• Exercise: Rewrite everything from the start of the entries down to the line containing "x=313, y=265", changing "Target" to "Find" and leaving the rest unchanged.

• Records supplied:
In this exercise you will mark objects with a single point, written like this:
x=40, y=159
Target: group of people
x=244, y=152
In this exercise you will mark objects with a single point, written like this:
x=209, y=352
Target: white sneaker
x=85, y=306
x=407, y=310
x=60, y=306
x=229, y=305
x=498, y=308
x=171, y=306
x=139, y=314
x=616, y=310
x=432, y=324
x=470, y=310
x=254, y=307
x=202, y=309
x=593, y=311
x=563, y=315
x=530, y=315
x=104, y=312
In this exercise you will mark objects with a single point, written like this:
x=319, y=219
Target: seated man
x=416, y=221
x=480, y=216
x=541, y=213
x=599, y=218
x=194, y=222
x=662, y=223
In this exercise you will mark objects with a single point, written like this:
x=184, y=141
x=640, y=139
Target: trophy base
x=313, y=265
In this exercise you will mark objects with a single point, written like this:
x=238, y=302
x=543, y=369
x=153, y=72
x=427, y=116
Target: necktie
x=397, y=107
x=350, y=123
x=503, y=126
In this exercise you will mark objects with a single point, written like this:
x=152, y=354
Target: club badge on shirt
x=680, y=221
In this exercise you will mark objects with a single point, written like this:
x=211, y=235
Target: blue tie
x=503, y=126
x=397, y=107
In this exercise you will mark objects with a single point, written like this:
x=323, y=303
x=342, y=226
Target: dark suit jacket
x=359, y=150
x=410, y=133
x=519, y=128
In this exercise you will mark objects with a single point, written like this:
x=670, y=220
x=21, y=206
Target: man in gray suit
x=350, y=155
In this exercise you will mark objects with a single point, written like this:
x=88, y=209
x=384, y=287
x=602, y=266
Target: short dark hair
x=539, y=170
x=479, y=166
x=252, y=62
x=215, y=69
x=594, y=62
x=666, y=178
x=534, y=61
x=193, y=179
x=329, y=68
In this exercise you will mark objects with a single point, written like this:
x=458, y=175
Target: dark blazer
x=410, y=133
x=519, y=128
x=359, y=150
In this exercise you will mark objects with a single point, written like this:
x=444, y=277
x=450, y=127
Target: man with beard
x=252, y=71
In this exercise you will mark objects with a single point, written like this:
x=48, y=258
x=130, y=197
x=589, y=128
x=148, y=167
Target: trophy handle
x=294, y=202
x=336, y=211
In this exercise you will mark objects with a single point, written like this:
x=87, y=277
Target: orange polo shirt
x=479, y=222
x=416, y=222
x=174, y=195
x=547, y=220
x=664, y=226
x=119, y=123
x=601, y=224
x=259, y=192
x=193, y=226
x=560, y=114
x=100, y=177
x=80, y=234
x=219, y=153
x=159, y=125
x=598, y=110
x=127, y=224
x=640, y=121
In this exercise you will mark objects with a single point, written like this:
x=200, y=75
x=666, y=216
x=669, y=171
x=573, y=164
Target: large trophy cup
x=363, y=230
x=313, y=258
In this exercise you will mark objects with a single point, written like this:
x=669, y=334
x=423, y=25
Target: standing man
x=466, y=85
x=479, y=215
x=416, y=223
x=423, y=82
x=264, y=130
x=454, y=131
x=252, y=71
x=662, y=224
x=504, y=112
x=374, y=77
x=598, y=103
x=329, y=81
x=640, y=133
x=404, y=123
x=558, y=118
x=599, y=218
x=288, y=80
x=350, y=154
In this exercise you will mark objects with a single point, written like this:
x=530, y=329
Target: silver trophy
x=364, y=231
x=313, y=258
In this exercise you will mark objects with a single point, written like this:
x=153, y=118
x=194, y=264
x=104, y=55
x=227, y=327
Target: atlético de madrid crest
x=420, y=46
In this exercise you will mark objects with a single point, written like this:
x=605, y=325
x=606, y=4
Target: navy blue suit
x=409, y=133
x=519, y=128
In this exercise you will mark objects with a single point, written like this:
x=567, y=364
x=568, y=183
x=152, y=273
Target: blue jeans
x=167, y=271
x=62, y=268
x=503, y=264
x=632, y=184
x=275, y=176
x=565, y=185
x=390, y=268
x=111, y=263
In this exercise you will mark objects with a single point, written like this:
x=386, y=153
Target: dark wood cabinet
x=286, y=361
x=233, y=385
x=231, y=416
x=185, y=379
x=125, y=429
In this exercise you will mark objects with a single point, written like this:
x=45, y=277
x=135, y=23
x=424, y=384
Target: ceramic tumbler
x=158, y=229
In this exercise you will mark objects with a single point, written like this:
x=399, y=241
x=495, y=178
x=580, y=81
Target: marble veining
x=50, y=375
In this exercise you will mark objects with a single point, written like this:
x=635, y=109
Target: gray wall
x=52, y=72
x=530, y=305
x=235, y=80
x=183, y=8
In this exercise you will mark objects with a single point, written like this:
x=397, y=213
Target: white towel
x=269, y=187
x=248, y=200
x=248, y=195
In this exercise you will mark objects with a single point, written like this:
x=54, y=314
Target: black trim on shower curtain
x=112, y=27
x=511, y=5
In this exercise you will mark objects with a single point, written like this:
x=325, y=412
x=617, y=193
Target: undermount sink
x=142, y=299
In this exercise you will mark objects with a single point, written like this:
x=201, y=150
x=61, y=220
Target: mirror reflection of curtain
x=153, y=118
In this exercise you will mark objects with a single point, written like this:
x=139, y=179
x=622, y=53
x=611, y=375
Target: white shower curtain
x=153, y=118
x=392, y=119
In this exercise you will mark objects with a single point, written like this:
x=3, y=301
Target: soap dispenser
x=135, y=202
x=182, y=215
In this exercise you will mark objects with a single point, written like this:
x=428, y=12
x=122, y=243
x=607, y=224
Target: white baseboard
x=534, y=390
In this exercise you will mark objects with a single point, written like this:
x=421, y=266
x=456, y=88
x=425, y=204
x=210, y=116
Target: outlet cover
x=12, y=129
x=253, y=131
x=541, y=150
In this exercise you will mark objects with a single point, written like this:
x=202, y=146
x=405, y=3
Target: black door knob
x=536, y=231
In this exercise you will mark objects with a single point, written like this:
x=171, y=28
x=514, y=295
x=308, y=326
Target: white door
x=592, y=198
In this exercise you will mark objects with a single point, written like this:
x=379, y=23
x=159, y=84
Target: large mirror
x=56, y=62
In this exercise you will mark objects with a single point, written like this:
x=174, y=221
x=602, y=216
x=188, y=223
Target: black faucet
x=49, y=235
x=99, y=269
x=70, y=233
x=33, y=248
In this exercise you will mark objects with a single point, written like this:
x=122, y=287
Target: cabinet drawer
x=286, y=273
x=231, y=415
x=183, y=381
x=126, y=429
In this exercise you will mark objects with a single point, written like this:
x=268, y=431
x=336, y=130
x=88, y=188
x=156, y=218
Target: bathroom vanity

• Solution to the exercise:
In this exercise you will mark objects with a single point, written like this:
x=40, y=159
Find: group of people
x=244, y=152
In this exercise you will mark objects with a single point, written like this:
x=209, y=352
Find: white sneaker
x=85, y=306
x=407, y=310
x=60, y=306
x=229, y=305
x=498, y=308
x=171, y=306
x=139, y=314
x=616, y=310
x=432, y=324
x=470, y=310
x=254, y=307
x=202, y=309
x=593, y=311
x=563, y=315
x=530, y=315
x=104, y=312
In this exercise you will mark objects with a single point, written like this:
x=319, y=219
Find: seated man
x=416, y=221
x=480, y=216
x=541, y=213
x=599, y=218
x=194, y=222
x=662, y=223
In this exercise you will mark objects with a single point, written like this:
x=184, y=141
x=640, y=139
Find: trophy base
x=313, y=265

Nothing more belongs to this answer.